◆ Directions
Please convert the data below into a numbered list, starting at the line that contains "Where can you see the blue sneaker" and ending at the line that contains "column 235, row 315", with both of those lines included. Skip any blank lines, and list nothing outside that range.

◆ Excerpted records
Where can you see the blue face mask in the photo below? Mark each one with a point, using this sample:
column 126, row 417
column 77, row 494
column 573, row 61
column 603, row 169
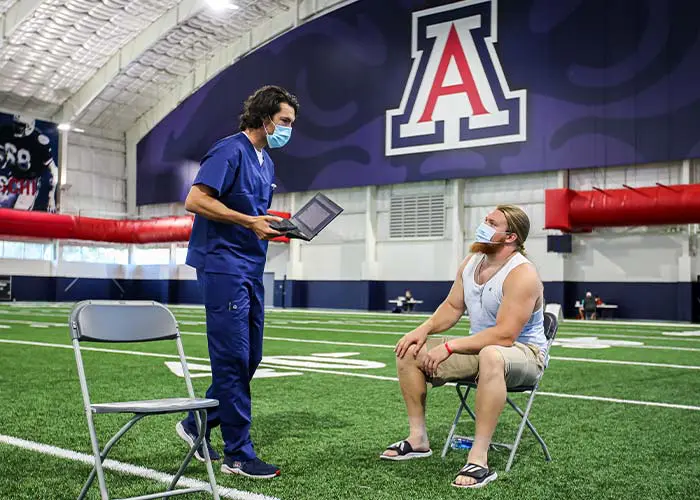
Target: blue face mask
column 484, row 233
column 279, row 137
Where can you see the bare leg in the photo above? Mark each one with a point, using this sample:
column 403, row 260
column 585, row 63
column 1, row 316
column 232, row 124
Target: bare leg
column 490, row 400
column 414, row 389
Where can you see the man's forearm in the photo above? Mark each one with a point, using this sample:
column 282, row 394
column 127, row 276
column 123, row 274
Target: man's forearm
column 213, row 209
column 473, row 344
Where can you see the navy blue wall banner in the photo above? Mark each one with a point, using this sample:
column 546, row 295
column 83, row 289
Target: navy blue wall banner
column 399, row 91
column 28, row 163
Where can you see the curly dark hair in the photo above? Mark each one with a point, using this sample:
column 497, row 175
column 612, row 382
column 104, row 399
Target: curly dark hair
column 265, row 103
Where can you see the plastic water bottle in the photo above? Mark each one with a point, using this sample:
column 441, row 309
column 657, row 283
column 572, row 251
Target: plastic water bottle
column 461, row 443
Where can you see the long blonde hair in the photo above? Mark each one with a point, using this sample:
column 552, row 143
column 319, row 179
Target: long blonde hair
column 518, row 224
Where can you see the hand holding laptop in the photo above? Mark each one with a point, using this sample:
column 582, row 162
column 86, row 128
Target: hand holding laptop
column 310, row 219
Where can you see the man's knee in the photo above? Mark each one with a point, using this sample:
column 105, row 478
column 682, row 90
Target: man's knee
column 491, row 361
column 410, row 358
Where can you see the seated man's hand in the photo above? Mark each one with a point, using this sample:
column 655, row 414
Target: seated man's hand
column 416, row 337
column 433, row 358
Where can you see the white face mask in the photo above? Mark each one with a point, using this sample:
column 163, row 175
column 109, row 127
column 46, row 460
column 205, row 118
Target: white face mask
column 484, row 233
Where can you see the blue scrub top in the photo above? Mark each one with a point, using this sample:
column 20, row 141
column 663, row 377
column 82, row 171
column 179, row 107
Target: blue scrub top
column 233, row 170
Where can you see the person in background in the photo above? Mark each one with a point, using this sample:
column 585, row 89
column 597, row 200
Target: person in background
column 408, row 304
column 589, row 306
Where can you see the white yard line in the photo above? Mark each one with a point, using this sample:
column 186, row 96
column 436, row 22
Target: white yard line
column 372, row 314
column 126, row 468
column 377, row 377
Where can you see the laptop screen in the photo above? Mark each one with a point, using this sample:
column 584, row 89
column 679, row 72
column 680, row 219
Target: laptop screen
column 316, row 214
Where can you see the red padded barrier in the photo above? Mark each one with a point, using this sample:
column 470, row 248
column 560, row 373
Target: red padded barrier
column 75, row 227
column 569, row 210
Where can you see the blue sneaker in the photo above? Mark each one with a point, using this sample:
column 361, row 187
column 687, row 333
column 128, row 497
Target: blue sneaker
column 255, row 468
column 189, row 435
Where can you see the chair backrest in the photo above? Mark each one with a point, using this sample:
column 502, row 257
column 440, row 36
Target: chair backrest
column 551, row 325
column 122, row 321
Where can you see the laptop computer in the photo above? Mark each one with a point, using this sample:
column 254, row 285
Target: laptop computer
column 310, row 219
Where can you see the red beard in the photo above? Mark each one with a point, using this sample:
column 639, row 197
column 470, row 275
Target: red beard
column 485, row 248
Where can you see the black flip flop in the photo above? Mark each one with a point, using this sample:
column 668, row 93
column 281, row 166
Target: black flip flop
column 405, row 451
column 482, row 475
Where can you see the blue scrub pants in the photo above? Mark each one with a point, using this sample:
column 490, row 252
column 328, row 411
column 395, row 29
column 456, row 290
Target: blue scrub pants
column 235, row 315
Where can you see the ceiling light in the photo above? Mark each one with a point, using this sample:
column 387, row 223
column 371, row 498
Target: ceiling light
column 222, row 5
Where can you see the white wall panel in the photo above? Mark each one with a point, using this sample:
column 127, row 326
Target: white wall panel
column 333, row 262
column 416, row 260
column 96, row 173
column 635, row 176
column 634, row 257
column 277, row 258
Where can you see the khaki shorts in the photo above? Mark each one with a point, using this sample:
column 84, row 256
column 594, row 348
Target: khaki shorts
column 523, row 364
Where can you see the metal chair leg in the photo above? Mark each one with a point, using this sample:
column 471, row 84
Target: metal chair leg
column 462, row 405
column 201, row 421
column 525, row 421
column 210, row 468
column 105, row 451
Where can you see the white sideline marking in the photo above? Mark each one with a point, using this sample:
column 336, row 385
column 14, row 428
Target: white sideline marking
column 384, row 332
column 380, row 377
column 630, row 363
column 125, row 468
column 173, row 356
column 385, row 314
column 615, row 400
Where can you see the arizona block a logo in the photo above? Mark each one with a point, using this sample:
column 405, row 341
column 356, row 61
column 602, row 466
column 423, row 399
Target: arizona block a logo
column 457, row 95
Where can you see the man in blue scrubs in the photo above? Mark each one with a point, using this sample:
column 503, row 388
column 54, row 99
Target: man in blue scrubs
column 230, row 197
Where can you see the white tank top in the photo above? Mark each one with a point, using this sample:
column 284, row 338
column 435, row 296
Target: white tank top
column 483, row 301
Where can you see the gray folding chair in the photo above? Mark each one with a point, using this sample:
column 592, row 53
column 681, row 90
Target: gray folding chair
column 115, row 321
column 551, row 326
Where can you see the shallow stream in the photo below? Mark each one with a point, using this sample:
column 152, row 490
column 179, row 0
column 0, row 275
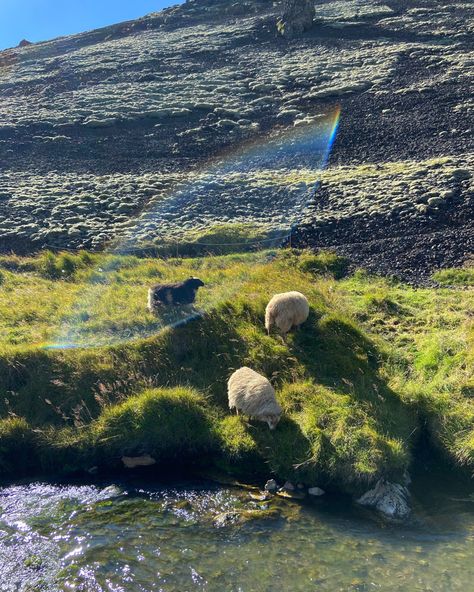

◆ Solution
1. Where can you see the blue sneaker in the photo above? Mark each one with a point, using this sample:
2. column 361, row 187
3. column 687, row 333
4. column 128, row 497
5. Target: blue sneaker
6. column 255, row 468
7. column 189, row 435
8. Where can you see the chair backrest in the photo above? Mark each one with a point, using this sample:
9. column 502, row 257
10. column 440, row 36
11. Target: chair backrest
12. column 551, row 325
13. column 122, row 321
14. Where can you see the laptop computer in the photo above? Mark each one with a point, using this sample:
15. column 254, row 285
16. Target: laptop computer
17. column 310, row 219
18. Where can you see the red beard in the photo above? Mark each one with a point, using this sample:
19. column 639, row 197
20. column 470, row 275
21. Target: red beard
22. column 485, row 248
23. Where can you see the black flip flop in the photo above? Mark each one with a point, using this sample:
24. column 668, row 93
25. column 281, row 166
26. Target: black flip flop
27. column 405, row 451
28. column 482, row 475
29. Where can you see the blue scrub pants in the photo above? Mark each one with a point, using this sample:
30. column 490, row 252
31. column 328, row 411
32. column 395, row 29
33. column 456, row 290
34. Target: blue scrub pants
35. column 235, row 315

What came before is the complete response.